- **ASSIGNMENT**
For every line in the entries that contains "frame", show the whole line.

- **EXTRACTED RECORDS**
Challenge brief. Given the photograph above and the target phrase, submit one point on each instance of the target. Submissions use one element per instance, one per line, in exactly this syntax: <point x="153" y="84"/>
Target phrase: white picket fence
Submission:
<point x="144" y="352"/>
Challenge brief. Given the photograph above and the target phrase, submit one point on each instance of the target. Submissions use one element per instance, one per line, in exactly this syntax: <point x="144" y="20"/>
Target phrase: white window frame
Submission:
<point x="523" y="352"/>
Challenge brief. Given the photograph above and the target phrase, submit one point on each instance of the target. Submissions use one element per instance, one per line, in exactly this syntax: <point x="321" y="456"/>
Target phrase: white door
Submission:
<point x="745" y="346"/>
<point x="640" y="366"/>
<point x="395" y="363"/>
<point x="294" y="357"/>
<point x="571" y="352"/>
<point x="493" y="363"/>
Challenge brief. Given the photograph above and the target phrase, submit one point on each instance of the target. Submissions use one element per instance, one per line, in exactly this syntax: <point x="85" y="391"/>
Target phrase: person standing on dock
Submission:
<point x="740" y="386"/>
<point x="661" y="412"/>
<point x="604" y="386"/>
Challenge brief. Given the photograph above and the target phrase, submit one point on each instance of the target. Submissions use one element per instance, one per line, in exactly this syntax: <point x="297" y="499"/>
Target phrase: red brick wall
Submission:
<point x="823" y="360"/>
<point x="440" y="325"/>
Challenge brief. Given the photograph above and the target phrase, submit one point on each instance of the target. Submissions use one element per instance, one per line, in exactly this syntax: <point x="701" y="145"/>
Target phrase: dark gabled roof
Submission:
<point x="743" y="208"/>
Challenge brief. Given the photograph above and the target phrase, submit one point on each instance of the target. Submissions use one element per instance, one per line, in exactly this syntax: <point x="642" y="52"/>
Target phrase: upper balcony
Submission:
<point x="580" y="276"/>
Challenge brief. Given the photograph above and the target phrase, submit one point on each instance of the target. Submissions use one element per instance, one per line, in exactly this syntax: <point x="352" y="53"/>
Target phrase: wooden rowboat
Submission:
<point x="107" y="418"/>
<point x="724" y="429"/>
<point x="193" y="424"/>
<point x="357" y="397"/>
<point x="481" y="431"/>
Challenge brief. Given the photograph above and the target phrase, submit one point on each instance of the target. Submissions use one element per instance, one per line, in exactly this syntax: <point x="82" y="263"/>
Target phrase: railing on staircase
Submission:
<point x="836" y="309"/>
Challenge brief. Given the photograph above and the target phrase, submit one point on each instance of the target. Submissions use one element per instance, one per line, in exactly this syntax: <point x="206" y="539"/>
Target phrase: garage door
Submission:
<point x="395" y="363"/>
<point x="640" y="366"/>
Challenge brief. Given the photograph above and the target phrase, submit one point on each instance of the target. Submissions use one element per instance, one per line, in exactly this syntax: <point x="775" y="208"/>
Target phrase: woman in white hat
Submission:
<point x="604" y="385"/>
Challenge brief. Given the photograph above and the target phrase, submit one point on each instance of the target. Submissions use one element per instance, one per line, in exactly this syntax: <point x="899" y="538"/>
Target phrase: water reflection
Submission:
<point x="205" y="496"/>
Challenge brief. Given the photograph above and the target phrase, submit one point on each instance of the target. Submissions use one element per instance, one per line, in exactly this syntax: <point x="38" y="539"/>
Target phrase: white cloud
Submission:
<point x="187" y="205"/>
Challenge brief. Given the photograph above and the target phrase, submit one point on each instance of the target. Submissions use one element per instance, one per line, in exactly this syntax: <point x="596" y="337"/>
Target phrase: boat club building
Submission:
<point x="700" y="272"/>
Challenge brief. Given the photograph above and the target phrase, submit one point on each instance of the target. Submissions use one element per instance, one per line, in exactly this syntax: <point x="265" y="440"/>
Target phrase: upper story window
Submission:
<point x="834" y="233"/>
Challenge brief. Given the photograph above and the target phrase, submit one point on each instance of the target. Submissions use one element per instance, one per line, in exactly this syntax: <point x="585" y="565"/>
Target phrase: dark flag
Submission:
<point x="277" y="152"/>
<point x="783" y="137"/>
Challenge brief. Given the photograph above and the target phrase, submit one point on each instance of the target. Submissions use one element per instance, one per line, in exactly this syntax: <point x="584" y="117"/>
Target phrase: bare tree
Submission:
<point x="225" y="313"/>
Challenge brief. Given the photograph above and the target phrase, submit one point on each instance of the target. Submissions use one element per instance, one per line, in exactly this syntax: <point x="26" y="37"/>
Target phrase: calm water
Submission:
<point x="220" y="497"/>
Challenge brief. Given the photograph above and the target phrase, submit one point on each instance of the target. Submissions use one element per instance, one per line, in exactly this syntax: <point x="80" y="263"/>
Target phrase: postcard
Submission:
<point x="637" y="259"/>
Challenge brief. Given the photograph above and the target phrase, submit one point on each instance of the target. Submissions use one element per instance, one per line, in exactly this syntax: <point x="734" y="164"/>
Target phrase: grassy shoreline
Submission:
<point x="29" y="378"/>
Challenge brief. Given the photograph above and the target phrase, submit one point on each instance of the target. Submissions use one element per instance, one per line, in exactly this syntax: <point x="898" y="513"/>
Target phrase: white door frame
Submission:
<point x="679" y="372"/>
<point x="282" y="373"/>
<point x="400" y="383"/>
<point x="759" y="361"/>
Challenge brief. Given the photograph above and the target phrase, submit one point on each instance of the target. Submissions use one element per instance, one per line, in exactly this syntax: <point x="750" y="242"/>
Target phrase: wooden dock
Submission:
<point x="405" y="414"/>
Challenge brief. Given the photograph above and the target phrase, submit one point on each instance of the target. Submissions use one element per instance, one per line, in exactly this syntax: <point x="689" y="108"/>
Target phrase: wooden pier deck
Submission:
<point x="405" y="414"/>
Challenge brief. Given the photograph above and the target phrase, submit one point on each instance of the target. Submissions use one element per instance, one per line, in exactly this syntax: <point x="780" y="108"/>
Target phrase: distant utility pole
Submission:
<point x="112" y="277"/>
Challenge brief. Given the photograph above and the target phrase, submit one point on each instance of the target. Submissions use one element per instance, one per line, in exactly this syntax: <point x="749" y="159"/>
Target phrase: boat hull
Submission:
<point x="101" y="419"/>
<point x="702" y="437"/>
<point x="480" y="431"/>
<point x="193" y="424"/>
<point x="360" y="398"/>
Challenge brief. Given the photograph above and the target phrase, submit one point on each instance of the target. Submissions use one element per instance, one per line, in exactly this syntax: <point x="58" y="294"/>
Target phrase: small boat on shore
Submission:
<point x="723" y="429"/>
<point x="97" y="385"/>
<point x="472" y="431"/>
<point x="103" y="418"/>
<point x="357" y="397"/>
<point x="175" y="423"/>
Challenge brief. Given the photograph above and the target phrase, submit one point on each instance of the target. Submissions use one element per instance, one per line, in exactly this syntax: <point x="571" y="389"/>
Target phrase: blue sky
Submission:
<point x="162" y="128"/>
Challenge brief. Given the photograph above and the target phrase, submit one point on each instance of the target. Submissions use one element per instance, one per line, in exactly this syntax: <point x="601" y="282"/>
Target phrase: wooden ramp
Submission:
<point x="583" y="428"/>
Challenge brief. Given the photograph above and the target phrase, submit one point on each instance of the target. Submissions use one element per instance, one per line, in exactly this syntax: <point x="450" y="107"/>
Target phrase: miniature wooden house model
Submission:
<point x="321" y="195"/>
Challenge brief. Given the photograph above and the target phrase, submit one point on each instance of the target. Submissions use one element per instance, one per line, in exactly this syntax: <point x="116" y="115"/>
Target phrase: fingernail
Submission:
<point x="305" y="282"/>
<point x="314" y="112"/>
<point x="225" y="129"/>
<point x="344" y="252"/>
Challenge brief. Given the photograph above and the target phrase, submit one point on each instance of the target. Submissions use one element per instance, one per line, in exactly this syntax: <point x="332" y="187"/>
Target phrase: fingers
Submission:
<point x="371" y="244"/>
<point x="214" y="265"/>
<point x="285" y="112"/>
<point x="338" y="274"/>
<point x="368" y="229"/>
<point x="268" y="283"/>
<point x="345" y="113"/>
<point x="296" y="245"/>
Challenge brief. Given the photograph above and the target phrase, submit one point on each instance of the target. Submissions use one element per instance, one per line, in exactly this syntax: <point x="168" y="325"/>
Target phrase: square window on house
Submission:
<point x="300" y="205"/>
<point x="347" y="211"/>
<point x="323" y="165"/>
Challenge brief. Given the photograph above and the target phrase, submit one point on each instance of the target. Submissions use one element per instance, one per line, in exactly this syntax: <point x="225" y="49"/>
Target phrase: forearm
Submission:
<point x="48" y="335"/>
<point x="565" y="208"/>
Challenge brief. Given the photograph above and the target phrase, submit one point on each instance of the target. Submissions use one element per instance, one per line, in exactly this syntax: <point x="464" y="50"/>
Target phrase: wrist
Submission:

- **EXERCISE RESPONSE**
Target phrase: white window frame
Target phrase: white door frame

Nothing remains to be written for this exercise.